── Excerto do texto

O almirante Bubo Na Tchuto, figura influente e controversa das Forças Armadas da Guiné-Bissau, foi extraditado para os Estados Unidos depois de ter sido preso numa operação conduzida por uma brigada de combate ao narcotráfico norte-americana em águas internacionais junto à zona marítima de Cabo Verde.

A notícia foi avançada pela Rádio Televisão de Cabo Verde e por várias agências na quinta-feira. Nunca antes tinha havido a detenção de uma figura do poder da Guiné-Bissau por envolvimento no narcotráfico, apesar dos avisos e pronunciamentos dentro e fora da Guiné a ligar o tráfico de droga – e o seu aumento desde o golpe de Estado de 12 de Abril do ano passado – a militares e políticos do país. Não havia cooperação dos golpistas no poder desde então para uma operação em território da Guiné-Bissau.

Bubo Na Tchuto era, desde 2010, uma das duas altas figuras militares da Guiné-Bissau apontadas como estando envolvidas no narcotráfico, num documento do Departamento do Tesouro dos Estados Unidos.

Com ele, também responsabilizado judicialmente por Washington por tráfico de droga, o chefe de Estado-Maior da Força Aérea, Ibraima Papa Camará, que continua no poder ao lado do chefe de Estado-Maior-General das Forças Armadas (CEMGFA), general António Indjai, que chegou a chefe máximo das Forças Armadas em Abril de 2010 depois de destituir Zamora Induta e nomeou Papa Camará (apesar da pressão dos Estados Unidos para não o fazer) e liderou o golpe do ano passado.

────
── Dados guardados

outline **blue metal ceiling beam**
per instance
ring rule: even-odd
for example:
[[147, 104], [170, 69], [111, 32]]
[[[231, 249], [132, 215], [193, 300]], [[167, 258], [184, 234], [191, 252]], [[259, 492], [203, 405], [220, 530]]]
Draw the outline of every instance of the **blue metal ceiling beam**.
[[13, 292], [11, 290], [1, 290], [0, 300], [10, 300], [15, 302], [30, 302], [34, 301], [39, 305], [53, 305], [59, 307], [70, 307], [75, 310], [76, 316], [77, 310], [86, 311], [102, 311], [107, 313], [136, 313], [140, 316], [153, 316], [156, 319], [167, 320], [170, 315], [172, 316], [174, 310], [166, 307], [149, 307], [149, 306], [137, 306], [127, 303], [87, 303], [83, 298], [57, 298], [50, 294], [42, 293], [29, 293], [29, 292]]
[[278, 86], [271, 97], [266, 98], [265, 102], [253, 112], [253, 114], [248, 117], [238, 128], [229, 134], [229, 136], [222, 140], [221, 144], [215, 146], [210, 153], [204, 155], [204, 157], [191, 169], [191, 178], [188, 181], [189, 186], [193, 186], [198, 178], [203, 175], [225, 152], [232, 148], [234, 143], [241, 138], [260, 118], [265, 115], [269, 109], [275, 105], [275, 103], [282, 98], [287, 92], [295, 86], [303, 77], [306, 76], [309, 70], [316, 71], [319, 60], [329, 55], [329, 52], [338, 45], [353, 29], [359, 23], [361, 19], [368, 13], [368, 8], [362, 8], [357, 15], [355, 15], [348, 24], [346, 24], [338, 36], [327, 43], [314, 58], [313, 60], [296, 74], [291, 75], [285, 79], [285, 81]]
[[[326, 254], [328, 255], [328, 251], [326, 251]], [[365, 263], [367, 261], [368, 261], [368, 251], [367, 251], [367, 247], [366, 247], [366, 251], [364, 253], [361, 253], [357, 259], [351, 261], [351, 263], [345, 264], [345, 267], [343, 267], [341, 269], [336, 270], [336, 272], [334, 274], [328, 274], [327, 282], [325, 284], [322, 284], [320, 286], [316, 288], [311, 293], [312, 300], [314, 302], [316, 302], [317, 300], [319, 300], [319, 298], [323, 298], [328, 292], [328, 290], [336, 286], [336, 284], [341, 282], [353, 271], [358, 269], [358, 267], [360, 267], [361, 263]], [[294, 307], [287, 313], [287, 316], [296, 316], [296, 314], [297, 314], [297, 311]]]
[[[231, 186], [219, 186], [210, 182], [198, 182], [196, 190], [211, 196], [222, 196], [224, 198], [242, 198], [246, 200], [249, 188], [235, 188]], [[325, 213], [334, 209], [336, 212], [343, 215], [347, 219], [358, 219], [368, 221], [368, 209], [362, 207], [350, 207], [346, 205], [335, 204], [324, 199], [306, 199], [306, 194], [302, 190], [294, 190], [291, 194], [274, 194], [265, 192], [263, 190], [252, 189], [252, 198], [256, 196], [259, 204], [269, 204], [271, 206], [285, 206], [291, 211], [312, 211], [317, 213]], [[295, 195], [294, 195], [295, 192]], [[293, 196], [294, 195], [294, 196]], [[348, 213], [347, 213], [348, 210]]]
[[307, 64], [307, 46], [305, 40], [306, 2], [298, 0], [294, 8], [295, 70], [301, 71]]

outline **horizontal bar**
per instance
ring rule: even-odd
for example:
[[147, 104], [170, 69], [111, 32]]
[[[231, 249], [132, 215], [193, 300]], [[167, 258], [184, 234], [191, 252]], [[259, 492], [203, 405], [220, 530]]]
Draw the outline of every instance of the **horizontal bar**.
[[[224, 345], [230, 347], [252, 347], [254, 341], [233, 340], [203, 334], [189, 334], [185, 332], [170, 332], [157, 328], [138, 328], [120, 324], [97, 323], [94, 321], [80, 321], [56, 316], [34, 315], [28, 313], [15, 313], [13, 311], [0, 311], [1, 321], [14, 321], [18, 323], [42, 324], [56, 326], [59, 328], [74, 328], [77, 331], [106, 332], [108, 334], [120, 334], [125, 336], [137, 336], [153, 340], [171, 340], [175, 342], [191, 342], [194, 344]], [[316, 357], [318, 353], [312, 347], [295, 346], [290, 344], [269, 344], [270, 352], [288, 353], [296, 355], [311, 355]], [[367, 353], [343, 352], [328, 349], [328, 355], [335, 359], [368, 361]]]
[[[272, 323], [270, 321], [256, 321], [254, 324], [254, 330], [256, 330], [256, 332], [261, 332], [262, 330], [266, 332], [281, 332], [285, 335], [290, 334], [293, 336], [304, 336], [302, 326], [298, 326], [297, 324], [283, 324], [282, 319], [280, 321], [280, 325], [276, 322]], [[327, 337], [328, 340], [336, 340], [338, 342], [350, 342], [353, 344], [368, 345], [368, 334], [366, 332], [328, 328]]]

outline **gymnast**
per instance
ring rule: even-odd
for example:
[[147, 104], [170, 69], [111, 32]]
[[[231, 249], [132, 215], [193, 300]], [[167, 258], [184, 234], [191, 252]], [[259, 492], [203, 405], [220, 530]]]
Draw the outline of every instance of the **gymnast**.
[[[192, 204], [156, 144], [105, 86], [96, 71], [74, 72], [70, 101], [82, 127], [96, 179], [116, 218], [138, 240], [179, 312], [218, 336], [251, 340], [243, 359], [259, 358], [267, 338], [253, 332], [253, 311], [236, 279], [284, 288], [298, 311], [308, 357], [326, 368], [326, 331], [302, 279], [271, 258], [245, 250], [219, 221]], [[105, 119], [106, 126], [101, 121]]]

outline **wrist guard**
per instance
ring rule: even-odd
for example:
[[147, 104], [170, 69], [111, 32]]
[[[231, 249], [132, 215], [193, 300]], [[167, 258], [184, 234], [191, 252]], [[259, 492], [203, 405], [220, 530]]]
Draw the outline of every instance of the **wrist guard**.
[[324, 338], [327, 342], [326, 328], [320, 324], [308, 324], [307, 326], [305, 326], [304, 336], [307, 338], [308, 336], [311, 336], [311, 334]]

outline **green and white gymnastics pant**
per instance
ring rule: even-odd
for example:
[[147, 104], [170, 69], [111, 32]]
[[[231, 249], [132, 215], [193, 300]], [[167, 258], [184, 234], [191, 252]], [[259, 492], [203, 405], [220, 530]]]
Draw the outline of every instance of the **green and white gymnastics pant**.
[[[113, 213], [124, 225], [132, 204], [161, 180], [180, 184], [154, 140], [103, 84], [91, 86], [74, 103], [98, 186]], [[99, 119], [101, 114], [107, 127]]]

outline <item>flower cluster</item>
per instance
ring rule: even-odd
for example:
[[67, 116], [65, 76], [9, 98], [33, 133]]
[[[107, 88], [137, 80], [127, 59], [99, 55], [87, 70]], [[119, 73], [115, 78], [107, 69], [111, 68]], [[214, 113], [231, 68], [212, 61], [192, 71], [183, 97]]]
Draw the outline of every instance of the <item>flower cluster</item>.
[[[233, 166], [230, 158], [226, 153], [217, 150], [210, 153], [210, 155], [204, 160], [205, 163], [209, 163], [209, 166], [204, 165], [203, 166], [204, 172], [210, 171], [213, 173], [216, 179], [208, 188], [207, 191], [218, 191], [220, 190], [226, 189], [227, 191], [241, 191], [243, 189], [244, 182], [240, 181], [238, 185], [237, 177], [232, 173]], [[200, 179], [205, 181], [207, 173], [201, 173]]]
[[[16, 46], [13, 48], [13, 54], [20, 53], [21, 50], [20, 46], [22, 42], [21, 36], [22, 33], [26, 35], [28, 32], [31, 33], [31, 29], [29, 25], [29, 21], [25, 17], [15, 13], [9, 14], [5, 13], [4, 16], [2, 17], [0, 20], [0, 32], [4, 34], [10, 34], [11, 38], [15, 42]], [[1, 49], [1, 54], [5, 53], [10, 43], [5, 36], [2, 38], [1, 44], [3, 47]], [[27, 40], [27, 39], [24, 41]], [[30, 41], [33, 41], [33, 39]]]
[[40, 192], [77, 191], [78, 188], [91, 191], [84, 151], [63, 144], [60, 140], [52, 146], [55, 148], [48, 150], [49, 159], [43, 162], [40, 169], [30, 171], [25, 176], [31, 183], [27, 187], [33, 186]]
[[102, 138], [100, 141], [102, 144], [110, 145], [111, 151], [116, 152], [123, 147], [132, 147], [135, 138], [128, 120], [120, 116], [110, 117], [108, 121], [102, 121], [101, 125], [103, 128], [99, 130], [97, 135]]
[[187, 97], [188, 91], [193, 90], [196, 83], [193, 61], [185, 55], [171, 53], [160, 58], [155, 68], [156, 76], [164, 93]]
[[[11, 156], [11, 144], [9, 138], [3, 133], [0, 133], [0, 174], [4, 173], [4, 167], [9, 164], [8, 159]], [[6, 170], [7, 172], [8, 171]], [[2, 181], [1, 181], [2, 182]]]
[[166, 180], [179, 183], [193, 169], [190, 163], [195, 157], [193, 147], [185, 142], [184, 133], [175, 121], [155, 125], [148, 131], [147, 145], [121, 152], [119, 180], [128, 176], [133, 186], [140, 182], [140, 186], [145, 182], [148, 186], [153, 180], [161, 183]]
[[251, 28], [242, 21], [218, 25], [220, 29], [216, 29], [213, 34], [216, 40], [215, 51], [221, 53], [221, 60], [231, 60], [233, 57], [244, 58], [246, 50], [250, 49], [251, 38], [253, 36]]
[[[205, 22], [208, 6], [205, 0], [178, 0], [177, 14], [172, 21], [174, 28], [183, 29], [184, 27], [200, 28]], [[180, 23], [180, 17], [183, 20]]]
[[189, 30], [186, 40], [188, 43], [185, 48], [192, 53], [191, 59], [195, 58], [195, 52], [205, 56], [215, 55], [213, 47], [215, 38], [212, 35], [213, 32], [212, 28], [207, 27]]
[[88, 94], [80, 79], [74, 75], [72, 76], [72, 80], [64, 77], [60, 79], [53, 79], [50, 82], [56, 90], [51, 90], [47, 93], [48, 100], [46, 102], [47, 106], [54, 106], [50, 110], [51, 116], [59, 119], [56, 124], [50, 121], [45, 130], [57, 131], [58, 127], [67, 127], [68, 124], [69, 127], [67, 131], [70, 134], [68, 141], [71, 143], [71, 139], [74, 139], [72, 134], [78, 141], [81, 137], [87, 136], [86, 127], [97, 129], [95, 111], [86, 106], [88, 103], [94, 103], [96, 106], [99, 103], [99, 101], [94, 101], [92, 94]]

────

_Tarefas_
(A) No texto sobre a extradição de Bubo Na Tchuto, desde que ano ele aparecia num documento do Departamento do Tesouro dos Estados Unidos como envolvido no narcotráfico?
(B) Escreva a continuação do texto sobre a extradição de Bubo Na Tchuto, começando depois da última frase apresentada.

_Respostas dadas_
(A) Desde 2010.

(B)
Bubo Na Tchuto sempre negou o envolvimento no narcotráfico, de que se fala desde 2006, em Setembro, quando se realizou a primeira grande apreensão de droga em Bissau. Bubo era então chefe de Estado-Maior da Marinha e foi acusado, nunca formalmente, de ter permitido o descarregamento de uma grande quantidade de cocaína proveniente da América Latina, numa operação conduzida por narcotraficantes colombianos.

Dois colombianos foram então presos por transportarem mais de 670 quilos de cocaína, a maior quantidade de droga apreendida na história do país. Mas pouco tempo depois foram libertados. Foi o primeiro grande caso, de outros que viriam a suceder-se com contornos semelhantes: narcotraficantes da América Latina presos e depois libertados, ameaças em Bissau a quem, nas instituições, do Governo à justiça, tentava barrar o caminho dos traficantes, e sinais de cumplicidade e envolvimento das chefias militares em toda a acção, acompanhados de lutas de poder dentro da instituição, determinadas por esses interesses.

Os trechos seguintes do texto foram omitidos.